● Objectives
a) List every word or phrase that the forum thread on distillation below sets inside quotation marks.
b) Render this sentence from the distillation thread below in Spanish: "Distillation helps bridge the gap between a model that’s too large for practical use and a model that’s too small to capture the complexity of the task."

*** Document segment

Did anyone else find this bit confusing? Anyone got an analogy which would help me understand the benefit?

I would be interested in getting a better understanding as well. The lesson didn’t really provide any use cases beyond saying that it was mostly used on encoder only models. I assumed it would be used for a smaller and more specific set of tasks as the teacher would probably normally be trained for many more than that which your application’s needs.

I agree with both of you. The “student-teacher” method called distillation may seem convoluted, but it has a clear purpose rooted in the differences in how large and small models learn and generalize.

An analogy to illustrate why this approach is valuable is to imagine a master chef (teacher) who has mastered every cooking technique and knows how to create the most complex dishes. Now imagine you’re opening a small bakery where you only need to make a few types of bread and pastries (student). You don’t need to learn every cooking technique from scratch. Instead, the Master Chef can guide you and show you the most relevant techniques for making those specific pastries. You don’t have to spend years perfecting every cooking skill; you just need the shortcuts and insights of the Master to make your bakery successful.

This is how distillation works: instead of having to learn all the intricacies from scratch (which the smaller model may not have the capacity to do; if you train the smaller model directly, it will have less capacity to “see” and capture the intricacies of the data, especially in highly complex tasks), you “distill” the most relevant knowledge from the larger model (the teacher model essentially provides guidance on what patterns are important, streamlining the student’s learning process), allowing the smaller model to specialize in a more focused task.

The analogy here is that the teacher provides a “guide” or “cheat sheet” for the student, allowing the student to focus on the important parts of the task without having to discover everything from scratch. This is especially important in real-world applications where we want to reduce the computational cost (smaller models) while maintaining performance. Distillation helps bridge the gap between a model that’s too large for practical use and a model that’s too small to capture the complexity of the task. It acts as a way to efficiently transfer knowledge, ensuring that a smaller model can still perform well in specific applications while being more lightweight and efficient. It’s not just about reducing model size - it’s about improving the smaller model’s ability to perform well by standing on the shoulders of a giant.

******
*** Dataset content

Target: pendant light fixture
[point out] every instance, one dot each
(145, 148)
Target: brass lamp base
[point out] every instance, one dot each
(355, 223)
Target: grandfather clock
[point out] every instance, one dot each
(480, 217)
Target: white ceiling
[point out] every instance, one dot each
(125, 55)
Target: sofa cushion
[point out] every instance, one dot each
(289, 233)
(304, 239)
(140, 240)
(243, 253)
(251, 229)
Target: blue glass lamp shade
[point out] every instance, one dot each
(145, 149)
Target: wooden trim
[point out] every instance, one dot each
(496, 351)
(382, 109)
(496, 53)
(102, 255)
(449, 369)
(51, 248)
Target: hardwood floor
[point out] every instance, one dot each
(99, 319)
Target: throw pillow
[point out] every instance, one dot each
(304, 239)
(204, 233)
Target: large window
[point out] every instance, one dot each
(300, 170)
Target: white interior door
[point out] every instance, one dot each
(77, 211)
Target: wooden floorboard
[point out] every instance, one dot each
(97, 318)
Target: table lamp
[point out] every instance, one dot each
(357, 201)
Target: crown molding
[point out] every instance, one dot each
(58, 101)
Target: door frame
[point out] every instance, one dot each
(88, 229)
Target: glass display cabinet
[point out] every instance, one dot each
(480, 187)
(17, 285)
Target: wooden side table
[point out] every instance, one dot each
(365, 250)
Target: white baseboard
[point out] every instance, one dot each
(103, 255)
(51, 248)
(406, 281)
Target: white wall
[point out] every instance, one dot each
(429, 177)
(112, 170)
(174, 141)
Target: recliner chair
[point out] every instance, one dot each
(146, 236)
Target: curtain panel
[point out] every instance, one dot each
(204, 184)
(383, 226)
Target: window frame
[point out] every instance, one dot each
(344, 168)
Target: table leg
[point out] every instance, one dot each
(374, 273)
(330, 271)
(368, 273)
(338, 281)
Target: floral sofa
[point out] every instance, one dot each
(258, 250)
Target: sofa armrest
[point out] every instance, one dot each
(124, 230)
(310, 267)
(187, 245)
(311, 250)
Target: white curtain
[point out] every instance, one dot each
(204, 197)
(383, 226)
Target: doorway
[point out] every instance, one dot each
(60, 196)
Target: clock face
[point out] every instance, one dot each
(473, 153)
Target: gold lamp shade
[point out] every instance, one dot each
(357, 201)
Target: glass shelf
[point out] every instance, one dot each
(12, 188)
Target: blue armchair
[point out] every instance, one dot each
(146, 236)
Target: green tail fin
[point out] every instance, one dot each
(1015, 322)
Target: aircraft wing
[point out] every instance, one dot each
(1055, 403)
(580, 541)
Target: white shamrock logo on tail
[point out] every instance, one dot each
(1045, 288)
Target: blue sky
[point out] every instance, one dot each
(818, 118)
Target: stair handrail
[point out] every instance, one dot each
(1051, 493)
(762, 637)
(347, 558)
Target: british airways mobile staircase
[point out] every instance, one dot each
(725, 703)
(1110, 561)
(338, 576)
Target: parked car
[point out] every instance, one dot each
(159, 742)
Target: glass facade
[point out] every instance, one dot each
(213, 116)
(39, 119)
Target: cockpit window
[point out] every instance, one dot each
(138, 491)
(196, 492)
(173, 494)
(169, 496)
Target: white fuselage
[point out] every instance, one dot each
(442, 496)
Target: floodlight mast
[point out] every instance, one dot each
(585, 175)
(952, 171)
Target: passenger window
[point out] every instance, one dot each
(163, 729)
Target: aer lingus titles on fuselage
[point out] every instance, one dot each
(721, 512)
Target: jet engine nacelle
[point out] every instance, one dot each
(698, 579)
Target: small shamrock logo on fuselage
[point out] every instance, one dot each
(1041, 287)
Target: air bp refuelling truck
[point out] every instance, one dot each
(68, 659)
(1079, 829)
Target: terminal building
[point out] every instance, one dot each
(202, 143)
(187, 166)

******

● Solutions to the exercise
a)
“student-teacher”
“see”
“distill”
“guide”
“cheat sheet”

b) La destilación ayuda a cerrar la brecha entre un modelo demasiado grande para su uso práctico y un modelo demasiado pequeño para captar la complejidad de la tarea.